Reuters Donald Trump with PayPal co-founder Peter Thiel, Apple Inc CEO Tim Cook and Oracle CEO Safra Catz in 2016. Corporate taxes paid by companies including Apple have dropped sharply after the tax-cut law Trump signed.
The numbers: The U.S. budget deficit in August was $211 billion, nearly double the gap during the year-ago month, the Congressional Budget Office estimated late Monday.
Adjusted for shifts in the timing of payments that otherwise would have occurred on a weekend of holiday, the deficit would have grown by 19%. The Treasury Department will report final official numbers on Thursday, and they are usually very similar to the CBO’s.
What happened: Excluding timing shifts, outlays grew 8%, as the net interest on public debt jumped 25%, defense spending jumped 10%, outlays for Social Security grew 5%, and outlays for Medicare benefits rose 7%. There also was an Agriculture Department downward adjustment made in the year-ago August. One boost to government finances was an increase in spectrum payments to the Federal Communications Commission.
Receipts fell by 3%, with corporate taxes dropping by $5 billion, while revenue from income and payroll taxes rose marginally.
The big picture: The budget deficit is widening in a big way. In the first 11 months of the fiscal year, the deficit was $895 billion, which is $222 billion more than the previous year. Outlays have climbed 7% while revenue rose 1%.
Corporate taxes have plummeted by 30% this fiscal year, both because of the lower rate as well as the expanded ability to immediately deduct the full value of equipment purchases. Individual income and payroll taxes have climbed 4%, as increasing wages — mostly, due to more people having jobs — offset a lower withholding rate.
Spending on Social Security and Medicare have climbed 4% as more baby boomers retire, outlays on net interest on the debt have jumped 19% in part due to a higher rate of inflation triggering more payments to inflation-protected securities holders, and defense spending has jumped 6%.
Kevin Hassett, the White House chief economic adviser, was careful in a briefing with reporters on Monday to say the corporate tax cuts — but not the whole package — would pay for themselves with higher growth.
“I think that the notion that the corporate tax side has about paid for itself is clearly in the data,” he said. “On the individual side, there was about a trillion-dollar cost. About $700 billion of that was a refundable child credit that got expanded at the last minute to get the votes they needed to pass it.”
(The Joint Committee on Taxation estimates the modification to the child tax credit to cost $573 billion over a decade, and that the individual side cost $1.13 trillion in total.)
Other administration officials have made more sweeping claims that the entire tax cut would pay for itself, including Treasury Sec. Steven Mnuchin and former National Economic Council Director Gary Cohn.
Market reaction: There’s little evidence the worsening fiscal picture is scaring the bond market too dramatically. The yield on the benchmark 10-year Treasury TMUBMUSD10Y, +1.50% has climbed about a half percentage point this year but still remains below 3%.
□ □ □ □ □
▶ _Exercise set_:
1. In the budget deficit article, how large was the deficit over the first 11 months of the fiscal year?
2. Render this sentence from the budget deficit article in French: "Receipts fell by 3%, with corporate taxes dropping by $5 billion, while revenue from income and payroll taxes rose marginally."
The rows play no part in what is asked here.

▶ _Provided data_:
□ □ □ □ □
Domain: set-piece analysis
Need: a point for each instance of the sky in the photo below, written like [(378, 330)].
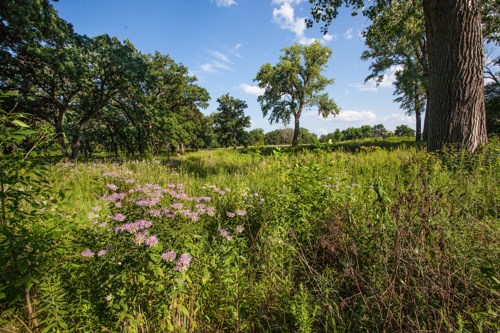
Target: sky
[(225, 42)]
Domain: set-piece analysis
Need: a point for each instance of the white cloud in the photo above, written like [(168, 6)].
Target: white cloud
[(387, 81), (279, 2), (347, 116), (348, 34), (284, 16), (329, 38), (224, 3), (221, 62), (306, 41), (400, 118), (321, 131), (221, 56), (234, 50), (252, 90), (209, 68)]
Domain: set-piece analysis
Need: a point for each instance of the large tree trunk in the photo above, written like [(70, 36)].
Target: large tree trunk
[(58, 121), (296, 130), (418, 114), (456, 111), (418, 126)]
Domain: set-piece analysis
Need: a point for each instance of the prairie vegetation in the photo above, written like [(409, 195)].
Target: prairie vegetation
[(372, 239)]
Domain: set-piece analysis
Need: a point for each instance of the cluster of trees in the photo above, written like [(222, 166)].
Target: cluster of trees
[(437, 48), (366, 131), (102, 93), (96, 91)]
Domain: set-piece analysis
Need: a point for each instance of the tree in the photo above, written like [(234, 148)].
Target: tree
[(492, 96), (257, 137), (379, 130), (456, 110), (43, 59), (112, 67), (404, 130), (294, 84), (230, 120), (396, 39)]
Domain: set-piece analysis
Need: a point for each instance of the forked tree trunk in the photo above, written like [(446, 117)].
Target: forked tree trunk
[(418, 114), (456, 110), (418, 126)]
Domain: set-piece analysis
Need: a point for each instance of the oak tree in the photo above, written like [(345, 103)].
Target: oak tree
[(294, 84)]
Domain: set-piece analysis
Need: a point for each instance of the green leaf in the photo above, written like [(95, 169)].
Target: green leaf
[(19, 123), (184, 310)]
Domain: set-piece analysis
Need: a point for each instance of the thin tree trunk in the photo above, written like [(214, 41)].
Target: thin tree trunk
[(418, 114), (296, 130), (60, 132), (456, 110)]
□ □ □ □ □
▶ _Your responses_:
1. $895 billion.

2. Les recettes ont diminué de 3 %, les impôts sur les sociétés reculant de 5 milliards de dollars, tandis que les recettes provenant de l'impôt sur le revenu et des cotisations sociales ont légèrement augmenté.